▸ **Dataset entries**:
========

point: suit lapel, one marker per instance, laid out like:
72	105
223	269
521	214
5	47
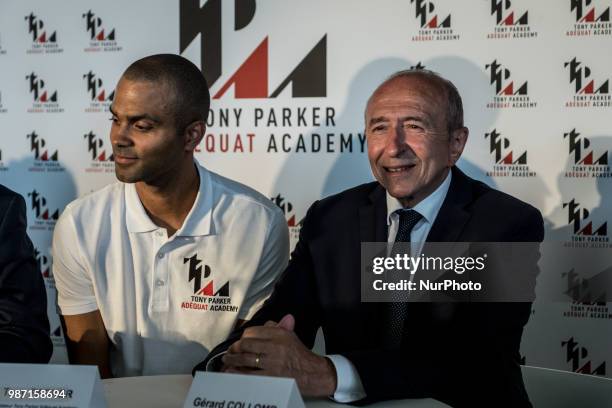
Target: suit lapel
453	214
372	228
373	217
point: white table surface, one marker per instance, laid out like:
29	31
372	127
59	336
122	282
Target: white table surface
168	391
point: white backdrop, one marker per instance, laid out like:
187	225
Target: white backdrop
290	80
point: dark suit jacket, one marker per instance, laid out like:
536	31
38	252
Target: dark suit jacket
24	326
464	354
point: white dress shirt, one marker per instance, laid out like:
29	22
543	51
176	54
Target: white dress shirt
349	386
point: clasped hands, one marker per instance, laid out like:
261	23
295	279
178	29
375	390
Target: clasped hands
274	350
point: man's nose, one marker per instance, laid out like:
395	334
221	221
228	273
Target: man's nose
119	135
396	141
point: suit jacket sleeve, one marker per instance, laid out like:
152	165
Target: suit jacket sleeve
295	293
460	366
24	326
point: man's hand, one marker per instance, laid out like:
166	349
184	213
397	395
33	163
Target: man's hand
275	350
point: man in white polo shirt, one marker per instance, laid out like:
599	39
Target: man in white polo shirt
156	269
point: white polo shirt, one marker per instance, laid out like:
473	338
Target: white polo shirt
166	302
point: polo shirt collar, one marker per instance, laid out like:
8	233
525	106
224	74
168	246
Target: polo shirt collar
198	221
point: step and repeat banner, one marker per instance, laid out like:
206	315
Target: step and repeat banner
289	81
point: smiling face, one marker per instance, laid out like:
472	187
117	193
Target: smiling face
409	145
144	137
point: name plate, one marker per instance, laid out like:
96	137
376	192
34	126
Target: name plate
42	385
219	390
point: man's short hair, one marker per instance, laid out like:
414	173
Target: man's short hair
454	114
191	98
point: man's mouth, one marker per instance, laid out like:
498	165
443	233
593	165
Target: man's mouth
398	169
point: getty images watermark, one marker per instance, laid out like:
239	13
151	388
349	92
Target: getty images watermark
449	272
405	264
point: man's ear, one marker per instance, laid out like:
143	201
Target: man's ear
457	143
194	133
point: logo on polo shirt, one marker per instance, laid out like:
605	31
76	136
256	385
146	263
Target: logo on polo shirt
205	297
101	38
510	23
590	19
45	159
585	233
44	218
588	92
56	336
42	40
576	355
587	161
287	208
588	295
508	92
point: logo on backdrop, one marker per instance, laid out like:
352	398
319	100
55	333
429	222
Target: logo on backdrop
102	160
45	159
306	129
589	90
250	80
577	355
43	260
590	18
45	216
2	166
508	92
510	23
507	162
43	40
2	108
43	100
101	36
586	233
206	296
589	299
433	26
587	162
287	208
100	99
2	50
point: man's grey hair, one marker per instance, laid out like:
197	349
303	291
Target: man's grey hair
454	115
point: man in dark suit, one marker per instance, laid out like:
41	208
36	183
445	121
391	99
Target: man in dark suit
24	327
464	354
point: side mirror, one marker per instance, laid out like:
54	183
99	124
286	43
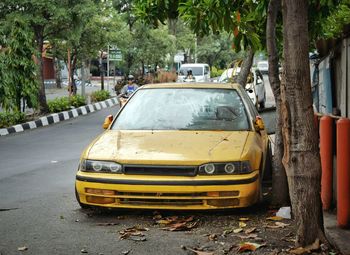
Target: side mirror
108	121
259	124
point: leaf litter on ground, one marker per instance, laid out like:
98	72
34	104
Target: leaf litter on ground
248	246
175	223
134	233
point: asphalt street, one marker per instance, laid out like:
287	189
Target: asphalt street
38	210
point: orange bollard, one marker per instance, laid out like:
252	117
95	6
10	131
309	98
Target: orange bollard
326	152
316	121
343	173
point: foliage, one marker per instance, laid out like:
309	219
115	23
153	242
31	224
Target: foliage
59	104
77	100
216	50
164	77
99	96
338	18
18	70
216	72
8	119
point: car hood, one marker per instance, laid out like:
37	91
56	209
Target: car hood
168	147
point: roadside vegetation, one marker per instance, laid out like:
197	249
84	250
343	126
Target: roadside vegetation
150	33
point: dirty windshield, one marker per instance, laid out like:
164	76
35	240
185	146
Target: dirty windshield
183	109
195	70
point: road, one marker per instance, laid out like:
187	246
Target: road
38	209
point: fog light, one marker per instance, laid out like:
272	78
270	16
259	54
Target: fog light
213	194
230	168
223	202
100	191
209	168
100	200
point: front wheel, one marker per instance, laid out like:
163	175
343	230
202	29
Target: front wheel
83	206
268	164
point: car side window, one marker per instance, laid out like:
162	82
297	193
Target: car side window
206	70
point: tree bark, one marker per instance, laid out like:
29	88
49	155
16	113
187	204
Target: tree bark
245	68
42	96
102	72
58	73
280	196
301	154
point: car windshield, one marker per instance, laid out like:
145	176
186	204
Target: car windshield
183	109
195	70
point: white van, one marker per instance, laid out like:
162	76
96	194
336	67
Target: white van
201	72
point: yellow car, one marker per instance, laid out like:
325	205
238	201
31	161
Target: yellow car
178	146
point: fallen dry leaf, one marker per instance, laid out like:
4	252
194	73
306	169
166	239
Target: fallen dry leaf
200	252
251	236
212	237
302	250
226	232
278	225
275	218
176	224
242	224
249	230
237	230
107	224
134	231
249	246
164	222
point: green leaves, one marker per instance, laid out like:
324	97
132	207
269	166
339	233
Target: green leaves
18	71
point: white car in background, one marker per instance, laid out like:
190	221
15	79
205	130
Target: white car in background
255	86
263	66
200	72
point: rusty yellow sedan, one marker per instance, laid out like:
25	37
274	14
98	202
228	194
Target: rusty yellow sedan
178	146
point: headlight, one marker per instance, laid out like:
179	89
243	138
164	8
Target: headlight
240	167
100	166
209	168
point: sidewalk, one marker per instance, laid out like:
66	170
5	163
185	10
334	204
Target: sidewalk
338	237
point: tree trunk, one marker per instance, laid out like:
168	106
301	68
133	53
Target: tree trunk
58	73
280	196
245	68
74	66
102	72
172	25
42	96
301	153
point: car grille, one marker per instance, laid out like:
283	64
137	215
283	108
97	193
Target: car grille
160	170
174	202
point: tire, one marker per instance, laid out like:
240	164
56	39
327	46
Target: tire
83	206
262	105
268	164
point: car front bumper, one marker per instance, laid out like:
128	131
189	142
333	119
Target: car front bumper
160	192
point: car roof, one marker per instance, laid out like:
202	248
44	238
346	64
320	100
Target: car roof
193	64
193	85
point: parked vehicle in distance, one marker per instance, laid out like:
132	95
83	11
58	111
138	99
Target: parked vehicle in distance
189	146
263	66
255	85
200	72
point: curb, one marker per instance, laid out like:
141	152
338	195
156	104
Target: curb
57	117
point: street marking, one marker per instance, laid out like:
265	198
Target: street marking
55	118
65	115
75	113
98	106
4	131
83	110
44	121
32	125
18	128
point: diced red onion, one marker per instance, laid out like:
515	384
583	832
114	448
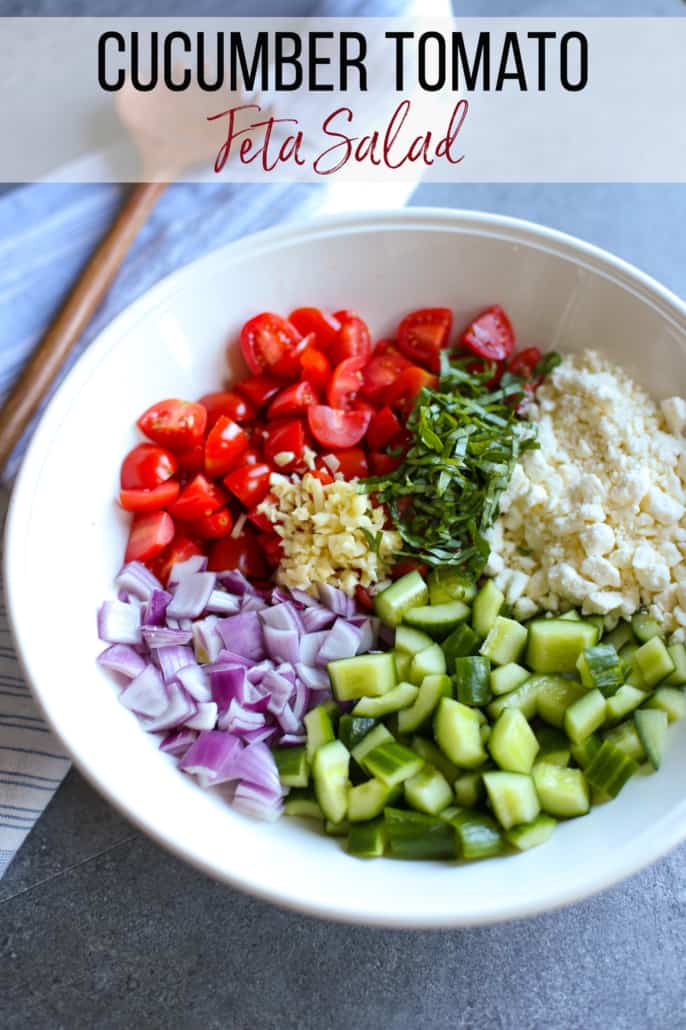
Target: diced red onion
137	580
119	622
122	658
191	595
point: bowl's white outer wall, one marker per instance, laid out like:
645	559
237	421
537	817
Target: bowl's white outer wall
65	538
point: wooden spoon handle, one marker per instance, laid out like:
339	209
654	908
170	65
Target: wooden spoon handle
76	312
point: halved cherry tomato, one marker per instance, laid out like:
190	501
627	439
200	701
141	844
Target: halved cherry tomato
259	389
149	501
524	363
490	336
293	400
382	428
352	462
180	549
227	403
326	328
241	552
174	423
405	390
150	531
225	446
315	368
422	334
265	340
212	526
335	428
145	467
199	499
249	483
382	370
284	438
346	382
353	339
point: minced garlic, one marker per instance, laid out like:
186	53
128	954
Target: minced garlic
331	534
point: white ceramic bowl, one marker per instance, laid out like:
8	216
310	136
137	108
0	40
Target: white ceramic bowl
65	538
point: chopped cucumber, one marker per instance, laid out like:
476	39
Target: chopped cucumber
651	725
368	799
512	743
400	697
392	604
610	769
331	780
623	701
513	797
460	643
427	791
456	728
446	584
413	834
368	839
554	645
505	642
473	680
562	792
645	627
409	641
507	678
678	655
487	605
427	750
532	834
431	661
654	661
438	620
319	730
670	699
364	676
293	765
391	762
555	695
584	716
431	691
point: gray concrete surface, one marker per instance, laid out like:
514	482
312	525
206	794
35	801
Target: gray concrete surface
99	928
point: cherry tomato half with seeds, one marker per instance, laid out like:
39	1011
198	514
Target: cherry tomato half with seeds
146	467
173	423
422	334
335	428
490	336
149	501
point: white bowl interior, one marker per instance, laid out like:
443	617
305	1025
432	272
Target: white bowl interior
66	538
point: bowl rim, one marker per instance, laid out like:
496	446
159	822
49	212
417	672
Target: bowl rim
646	848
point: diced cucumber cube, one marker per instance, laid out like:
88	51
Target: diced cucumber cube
438	620
487	605
654	661
584	716
512	743
400	697
651	725
532	834
562	792
456	729
513	797
331	780
427	791
432	690
554	645
505	642
393	603
364	676
431	661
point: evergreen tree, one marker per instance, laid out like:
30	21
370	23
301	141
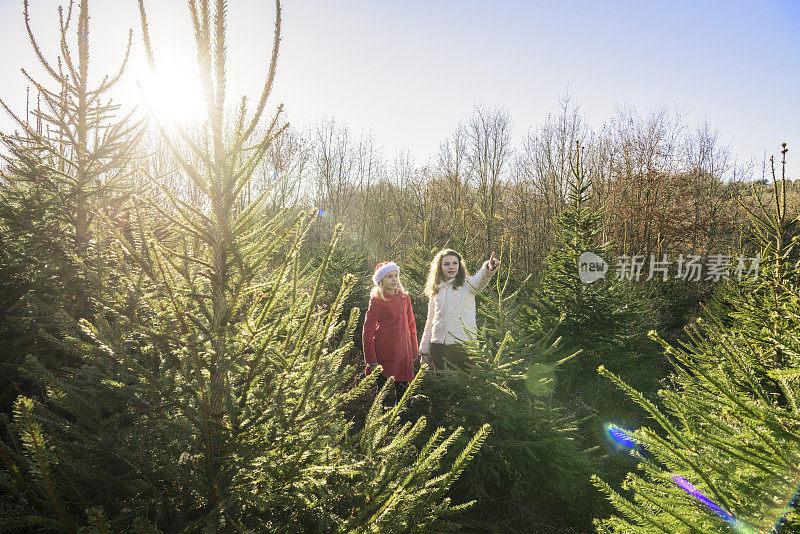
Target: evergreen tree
604	319
531	474
65	171
723	456
208	394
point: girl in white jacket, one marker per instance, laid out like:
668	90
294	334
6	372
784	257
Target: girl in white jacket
451	308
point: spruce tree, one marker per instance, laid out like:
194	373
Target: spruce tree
64	171
208	394
721	454
531	469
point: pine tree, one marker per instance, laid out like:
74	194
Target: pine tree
602	319
208	394
721	455
65	170
531	469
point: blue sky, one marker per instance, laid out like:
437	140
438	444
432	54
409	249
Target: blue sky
410	71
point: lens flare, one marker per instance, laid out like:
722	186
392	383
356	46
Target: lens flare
620	436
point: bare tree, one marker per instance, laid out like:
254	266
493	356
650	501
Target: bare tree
489	148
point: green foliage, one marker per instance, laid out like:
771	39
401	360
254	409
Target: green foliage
603	319
729	421
66	169
208	393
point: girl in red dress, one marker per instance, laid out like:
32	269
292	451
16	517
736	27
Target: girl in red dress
390	333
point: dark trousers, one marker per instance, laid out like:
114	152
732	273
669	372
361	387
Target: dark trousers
455	355
392	397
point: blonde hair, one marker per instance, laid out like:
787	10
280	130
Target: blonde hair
435	275
378	290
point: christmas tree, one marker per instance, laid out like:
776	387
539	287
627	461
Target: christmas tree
721	454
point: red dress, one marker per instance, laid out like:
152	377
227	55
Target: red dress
390	336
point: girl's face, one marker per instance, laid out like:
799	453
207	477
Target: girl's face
449	267
391	282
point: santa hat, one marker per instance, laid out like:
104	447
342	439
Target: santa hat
382	269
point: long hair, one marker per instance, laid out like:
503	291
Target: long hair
435	276
378	290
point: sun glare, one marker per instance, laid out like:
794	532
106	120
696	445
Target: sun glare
173	95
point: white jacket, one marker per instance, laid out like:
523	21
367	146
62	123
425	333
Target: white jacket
451	312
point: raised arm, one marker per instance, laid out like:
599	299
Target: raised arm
425	343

========

▸ **WORK TO DO**: Copy out word for word every line of the listing above, from the line containing "point: santa hat, one" down to the end of the listing, both ends included.

▸ **ANSWER**:
point: santa hat, one marker per instance, laid out like:
104	447
342	439
Target: santa hat
382	269
point: long hair, one marker per instance, laid out like:
503	291
Target: long hair
435	276
378	290
point: sun glare, one marker per instance, laid out like:
794	532
106	120
696	445
Target: sun glare
173	95
point: white jacket, one marker per instance, laid out like:
523	21
367	146
62	123
425	333
Target: white jacket
451	312
point: raised arm, one marker per instance, laid out like:
599	299
Target: raised arm
425	343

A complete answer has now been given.